[RECORDED DATA]
'''
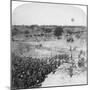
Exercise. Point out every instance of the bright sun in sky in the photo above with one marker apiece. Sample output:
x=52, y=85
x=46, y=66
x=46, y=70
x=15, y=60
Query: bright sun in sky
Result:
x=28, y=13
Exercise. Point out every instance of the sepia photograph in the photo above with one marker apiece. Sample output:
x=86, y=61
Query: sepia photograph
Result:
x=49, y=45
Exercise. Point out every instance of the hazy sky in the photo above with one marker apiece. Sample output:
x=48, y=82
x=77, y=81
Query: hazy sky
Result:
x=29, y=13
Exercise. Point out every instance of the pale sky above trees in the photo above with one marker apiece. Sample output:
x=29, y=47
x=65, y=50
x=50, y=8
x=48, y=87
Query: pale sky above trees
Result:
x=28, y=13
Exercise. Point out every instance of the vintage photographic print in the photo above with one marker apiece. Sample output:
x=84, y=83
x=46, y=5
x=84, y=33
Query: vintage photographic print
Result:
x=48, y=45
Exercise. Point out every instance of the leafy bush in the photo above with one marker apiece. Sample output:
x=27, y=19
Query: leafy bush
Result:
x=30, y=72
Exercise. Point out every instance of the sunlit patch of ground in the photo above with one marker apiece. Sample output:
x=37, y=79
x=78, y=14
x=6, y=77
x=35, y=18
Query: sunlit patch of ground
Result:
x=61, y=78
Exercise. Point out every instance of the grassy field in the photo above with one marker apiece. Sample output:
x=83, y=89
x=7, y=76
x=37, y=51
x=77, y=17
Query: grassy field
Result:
'''
[YOUR OBJECTIVE] Repeat the material above verbatim. Leave the pictures behind.

[RESULT]
Exercise. Point out every instance of the bright sun in sky in the photo above with one marker apiece. Sample output:
x=52, y=85
x=46, y=66
x=46, y=70
x=15, y=60
Query: bright sun in sky
Result:
x=28, y=13
Exercise. Point out every instance of the sepia photograph in the photo above with one marker apiece. Sample output:
x=86, y=61
Query: sepia photograph
Result:
x=49, y=45
Exercise. Point out every instance of the hazy sky in the photo above with one marker apiece. Sample output:
x=48, y=82
x=77, y=81
Query: hazy sky
Result:
x=29, y=13
Exercise. Point out every instance of the pale sky above trees in the photo above with one marker apiece. Sample output:
x=29, y=47
x=65, y=50
x=50, y=8
x=48, y=87
Query: pale sky above trees
Result:
x=28, y=13
Exercise. Point out every instance of the vintage photographic print in the photo above with one marker apiece. Sample output:
x=84, y=83
x=46, y=5
x=84, y=33
Query: vintage photographic print
Result:
x=48, y=45
Exercise. Point out every instance of the leafy bush in the photo above with one marker apiece. Sample output:
x=27, y=19
Query: leafy bush
Result:
x=30, y=72
Exercise. Point out every instance of the sunlit patch of ground in the photo above with one marker apiece. Sample output:
x=37, y=79
x=78, y=14
x=6, y=77
x=35, y=18
Query: sunlit patch of ground
Result:
x=61, y=78
Exercise. Point out every instance of the grassy field in the photo above with one marker apiece. Sample output:
x=83, y=89
x=7, y=76
x=37, y=51
x=77, y=17
Query: grassy field
Result:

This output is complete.